Saved data entries
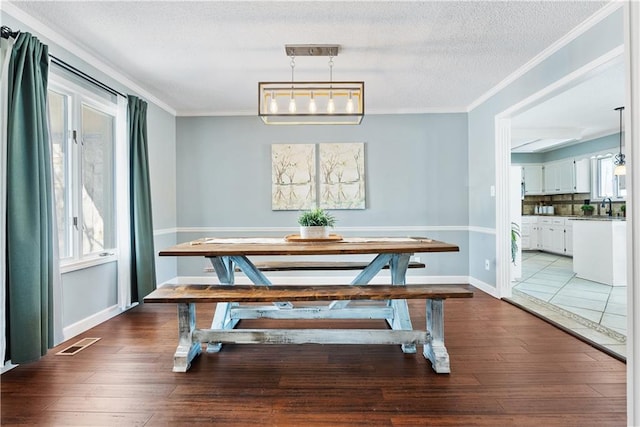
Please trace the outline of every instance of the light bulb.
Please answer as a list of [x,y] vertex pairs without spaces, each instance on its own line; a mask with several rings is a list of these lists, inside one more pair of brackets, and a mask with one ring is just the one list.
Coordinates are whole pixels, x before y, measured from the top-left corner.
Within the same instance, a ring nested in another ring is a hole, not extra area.
[[349,92],[349,99],[347,100],[347,113],[353,113],[353,99],[351,98],[351,92]]
[[327,113],[333,114],[336,112],[336,104],[333,103],[333,96],[329,95],[329,102],[327,103]]
[[627,166],[623,163],[621,165],[616,166],[613,171],[613,174],[616,176],[626,175],[627,174]]
[[318,111],[318,107],[316,106],[316,100],[313,97],[313,92],[311,92],[311,99],[309,100],[309,112],[311,114],[315,114]]
[[293,95],[291,96],[291,99],[289,99],[289,112],[291,114],[296,112],[296,100],[293,98]]
[[271,92],[271,102],[269,103],[269,112],[271,112],[271,114],[276,114],[278,112],[278,103],[276,102],[276,97],[273,92]]

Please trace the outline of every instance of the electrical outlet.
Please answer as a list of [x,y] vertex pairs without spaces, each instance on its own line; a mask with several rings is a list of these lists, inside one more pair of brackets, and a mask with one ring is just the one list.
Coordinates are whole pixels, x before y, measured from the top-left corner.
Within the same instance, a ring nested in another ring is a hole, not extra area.
[[491,263],[489,262],[488,259],[484,260],[484,269],[487,271],[491,270]]

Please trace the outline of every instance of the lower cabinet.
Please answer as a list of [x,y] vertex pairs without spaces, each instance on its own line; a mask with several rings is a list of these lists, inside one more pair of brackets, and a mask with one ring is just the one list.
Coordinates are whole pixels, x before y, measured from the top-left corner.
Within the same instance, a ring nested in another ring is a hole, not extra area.
[[[522,249],[573,254],[573,229],[565,217],[522,217]],[[526,218],[526,219],[525,219]]]
[[520,241],[523,251],[538,249],[538,217],[523,216],[520,228]]

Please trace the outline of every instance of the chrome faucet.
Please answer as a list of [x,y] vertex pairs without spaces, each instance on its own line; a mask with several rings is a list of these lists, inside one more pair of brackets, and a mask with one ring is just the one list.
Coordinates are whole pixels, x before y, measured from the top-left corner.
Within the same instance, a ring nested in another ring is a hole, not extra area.
[[604,208],[604,202],[609,201],[609,210],[605,211],[605,213],[609,216],[613,216],[613,208],[611,207],[611,197],[607,197],[606,199],[602,199],[602,204],[600,207]]

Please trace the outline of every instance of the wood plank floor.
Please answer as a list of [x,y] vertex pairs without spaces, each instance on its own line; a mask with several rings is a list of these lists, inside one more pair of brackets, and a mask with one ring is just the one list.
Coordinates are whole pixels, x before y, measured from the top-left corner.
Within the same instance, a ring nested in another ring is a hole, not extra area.
[[[445,305],[449,375],[396,346],[350,345],[228,345],[173,373],[175,306],[147,304],[3,374],[0,424],[626,425],[624,363],[478,290]],[[424,303],[410,309],[422,325]],[[199,327],[212,312],[198,307]],[[266,323],[289,325],[242,326]],[[102,339],[54,354],[83,337]]]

Task objective:
Your task is to repeat the data above exactly while excluding the pictures.

Answer for this exercise:
Please trace the outline of every instance of the light bulb.
Please answer as a list of [x,y] vertex pairs without spaces, each instance on its own line; a mask with several rings is a list of these lists, inside one more pair of brackets, and a mask with one ring is just the one list.
Coordinates are whole pixels, x before y, measured from the top-left corner.
Within the same instance, a ring nested in another ring is a hole, not extra area.
[[349,92],[349,99],[347,100],[347,113],[353,113],[353,99],[351,98],[351,92]]
[[327,113],[333,114],[336,112],[336,104],[333,103],[333,96],[329,95],[329,102],[327,103]]
[[627,166],[623,163],[621,165],[616,166],[613,171],[613,174],[616,176],[626,175],[627,174]]
[[318,111],[318,107],[316,106],[316,100],[313,97],[313,92],[311,92],[311,99],[309,100],[309,112],[311,114],[315,114]]
[[293,95],[291,96],[291,99],[289,99],[289,112],[291,114],[296,112],[296,100],[293,98]]
[[271,92],[271,102],[269,103],[269,112],[271,112],[271,114],[276,114],[278,112],[278,103],[276,102],[276,97],[273,92]]

Please trace the outline of every instance of the electrical outlet.
Please answer as a list of [x,y] vertex pairs without spaces, each instance on its own line; a mask with several rings is a list of these lists, inside one more pair of brackets, and a mask with one ring is just the one list.
Coordinates are whole pixels, x before y, measured from the top-left corner.
Within the same instance, a ring nested in another ring is a hole, not extra area.
[[491,263],[489,262],[488,259],[484,260],[484,269],[487,271],[491,270]]

Please trace the outline of every instance of the lower cabinet.
Please answer as a list of [x,y] vertex pairs without spaces, each instance on its own line; a mask with several rings is a list of these lists, inside one more pair of brackets, and a mask with one ring is just the one list.
Coordinates are whole pixels, x before y, measured from the top-left corner.
Within the same instance, a ring nested in another ring is a hole, not extra area.
[[[522,249],[573,254],[573,229],[565,217],[522,217]],[[526,218],[526,219],[525,219]]]
[[520,241],[523,251],[538,249],[538,217],[523,216],[520,228]]

Please trace the outline of every instance of the chrome faucet.
Please answer as a list of [x,y] vertex pairs without spaces, each instance on its own line; a mask with several rings is a list of these lists, inside one more pair of brackets, and a mask with one ring is just the one list.
Coordinates are whole pixels, x before y, measured from the top-left corner.
Within the same instance, a ring nested in another ring is a hole, not extra area.
[[604,208],[604,202],[609,201],[609,210],[605,211],[605,213],[609,216],[613,216],[613,208],[611,207],[611,197],[607,197],[606,199],[602,199],[602,204],[600,207]]

Please trace the outline of every instance of the wood plank floor.
Please answer as a list of [x,y] vertex pairs without spaces, each instance on its own line; a mask with several rings is a list of these lists, inside one more pair of brackets, and a mask with one ring is just the one list.
Coordinates are whole pixels, x before y, measured from the top-left corner.
Within the same instance, a ring nested in another ring is a hole, not extra area.
[[[445,305],[449,375],[396,346],[350,345],[228,345],[173,373],[175,306],[147,304],[3,374],[0,424],[626,425],[624,363],[478,290]],[[424,303],[410,309],[422,325]],[[199,327],[212,312],[198,307]],[[266,323],[289,325],[242,326]],[[102,339],[54,354],[83,337]]]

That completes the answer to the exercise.